■ **SET TASK**:
Update the listing below by replacing "single point" with "one point" wherever it occurs, and leave everything else unchanged.

■ **GIVEN RECORDS**:
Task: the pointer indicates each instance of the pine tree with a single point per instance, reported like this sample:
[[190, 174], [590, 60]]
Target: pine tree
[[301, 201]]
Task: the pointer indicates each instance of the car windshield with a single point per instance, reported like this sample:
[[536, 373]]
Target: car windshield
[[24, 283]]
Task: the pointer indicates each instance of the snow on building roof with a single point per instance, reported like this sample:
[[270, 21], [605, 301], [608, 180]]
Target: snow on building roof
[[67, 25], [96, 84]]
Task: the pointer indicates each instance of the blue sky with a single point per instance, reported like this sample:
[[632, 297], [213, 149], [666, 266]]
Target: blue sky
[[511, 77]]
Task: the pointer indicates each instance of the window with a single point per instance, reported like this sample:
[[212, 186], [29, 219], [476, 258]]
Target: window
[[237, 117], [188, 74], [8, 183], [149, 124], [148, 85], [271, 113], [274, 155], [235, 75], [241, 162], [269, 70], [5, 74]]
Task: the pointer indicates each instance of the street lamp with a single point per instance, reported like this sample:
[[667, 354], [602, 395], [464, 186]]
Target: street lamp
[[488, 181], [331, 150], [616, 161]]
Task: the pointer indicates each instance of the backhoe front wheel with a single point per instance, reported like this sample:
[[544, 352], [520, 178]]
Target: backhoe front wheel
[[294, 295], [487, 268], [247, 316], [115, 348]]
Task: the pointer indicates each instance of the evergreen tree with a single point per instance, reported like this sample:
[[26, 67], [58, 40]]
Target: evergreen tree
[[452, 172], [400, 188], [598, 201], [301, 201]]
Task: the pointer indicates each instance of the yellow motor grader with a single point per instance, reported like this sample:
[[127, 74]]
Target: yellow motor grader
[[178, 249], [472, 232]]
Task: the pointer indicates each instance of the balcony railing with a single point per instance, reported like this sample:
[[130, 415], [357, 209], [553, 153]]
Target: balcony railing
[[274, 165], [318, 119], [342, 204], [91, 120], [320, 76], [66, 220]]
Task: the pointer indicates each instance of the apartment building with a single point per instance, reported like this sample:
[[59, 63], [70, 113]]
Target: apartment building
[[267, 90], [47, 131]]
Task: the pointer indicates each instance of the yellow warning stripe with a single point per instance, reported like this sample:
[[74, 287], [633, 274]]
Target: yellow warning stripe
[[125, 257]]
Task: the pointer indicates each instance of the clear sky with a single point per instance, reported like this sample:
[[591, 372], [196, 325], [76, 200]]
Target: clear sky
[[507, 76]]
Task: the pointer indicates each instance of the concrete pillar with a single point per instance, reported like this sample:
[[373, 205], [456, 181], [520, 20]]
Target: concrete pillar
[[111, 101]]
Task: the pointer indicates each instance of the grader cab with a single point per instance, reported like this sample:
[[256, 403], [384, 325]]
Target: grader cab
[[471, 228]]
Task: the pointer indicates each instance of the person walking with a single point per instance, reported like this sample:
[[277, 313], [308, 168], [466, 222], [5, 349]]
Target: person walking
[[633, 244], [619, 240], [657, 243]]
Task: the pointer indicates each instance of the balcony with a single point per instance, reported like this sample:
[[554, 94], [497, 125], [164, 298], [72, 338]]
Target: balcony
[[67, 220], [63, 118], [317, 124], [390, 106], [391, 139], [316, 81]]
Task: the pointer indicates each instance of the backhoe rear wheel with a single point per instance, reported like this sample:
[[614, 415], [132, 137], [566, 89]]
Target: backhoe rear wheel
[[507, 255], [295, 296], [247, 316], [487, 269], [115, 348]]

■ **RESPONSE TO THIS TASK**:
Task: the pointer indicates each instance of the pine tree with a one point per instance, reported like this sample:
[[190, 174], [590, 60]]
Target: pine tree
[[301, 201]]
Task: the pointer indicates each instance of the car windshield with a one point per instance, reported like this sample:
[[536, 373]]
Target: car windshield
[[24, 283]]
Task: the pointer indicates each instance of the snow on building roof with a one point per instance, reported like this sample:
[[270, 21], [605, 301], [608, 180]]
Target: snow on building roof
[[67, 25], [96, 84]]
Task: the pointer indicates each instance of the blue sky with a one point per instance, reported like this sample:
[[632, 297], [213, 149], [666, 266]]
Target: blue sky
[[511, 77]]
Task: the pointer indicates each instance of the window with a one point per instance, reported like this sample:
[[212, 186], [29, 219], [476, 258]]
Target: window
[[237, 117], [188, 74], [8, 183], [149, 124], [148, 85], [271, 113], [274, 155], [235, 75], [241, 162], [269, 70], [5, 74]]
Task: the pointer indicates each instance of the street lamp with a one point per instance, reported like this sample:
[[667, 354], [602, 395], [464, 186]]
Target: street lamp
[[488, 181], [331, 150], [616, 161]]
Task: the pointer indicates each instance of the backhoe front wheel with a one point per instance, reported like this sample:
[[544, 352], [520, 178]]
Target: backhoe front wheel
[[294, 295], [487, 268], [247, 316], [115, 348]]
Task: the pointer indicates each instance of the evergreen tree with a one point per instance, reported like this sample:
[[26, 67], [58, 40]]
Target: evergreen tree
[[452, 172], [400, 188], [598, 201], [301, 201]]
Task: the pointer indicates each instance of the yellow motor grader with a one point per instance, reported like this sample:
[[127, 74]]
Target: yellow motor grader
[[178, 249], [472, 232]]
Task: the pointer indicates each instance of the balcony railing with a one point per instance, reported like this sample:
[[130, 415], [357, 209], [553, 153]]
Target: balcony railing
[[274, 165], [318, 119], [342, 204], [91, 120], [320, 76], [66, 220]]
Task: the pointer indicates each instance of the apartment building with a one point per instance, reported like this sample:
[[59, 63], [70, 113]]
Target: apartment building
[[267, 90], [47, 131]]
Task: the pointer indicates each instance of the yellow warning stripe with a one point per instance, reported like this sample:
[[74, 287], [633, 274]]
Target: yellow warning stripe
[[125, 257]]
Task: the pointer indicates each instance of the clear sky with a one point per instance, reported like this sample:
[[591, 372], [196, 325], [76, 200]]
Target: clear sky
[[507, 76]]
Task: the pointer indicates each instance of the concrete pillar with a one point per instance, reported like this sample:
[[373, 205], [456, 181], [520, 20]]
Target: concrete pillar
[[111, 101]]
Task: the pointer indicates each instance of the grader cab with a one point per instance, reported like this sample:
[[256, 403], [384, 325]]
Target: grader cab
[[471, 228]]
Task: the pointer indicates each instance of the person walking with a one point per instance, reported like this sample:
[[277, 313], [308, 168], [466, 222], [5, 349]]
Target: person walking
[[633, 244], [619, 240], [657, 243]]
Task: the pointer indicates each instance of the balcony with a one point per instance, reported like this sample:
[[554, 94], [497, 125], [164, 298], [72, 338]]
Target: balcony
[[67, 220], [63, 118], [317, 124], [390, 106], [391, 139], [316, 81]]
Task: the pointer indicates each instance of the backhoe rear wheel with a one point per instance, reported like this sample:
[[614, 415], [132, 137], [566, 89]]
Target: backhoe rear wheel
[[507, 255], [295, 296], [247, 316], [487, 269], [115, 348]]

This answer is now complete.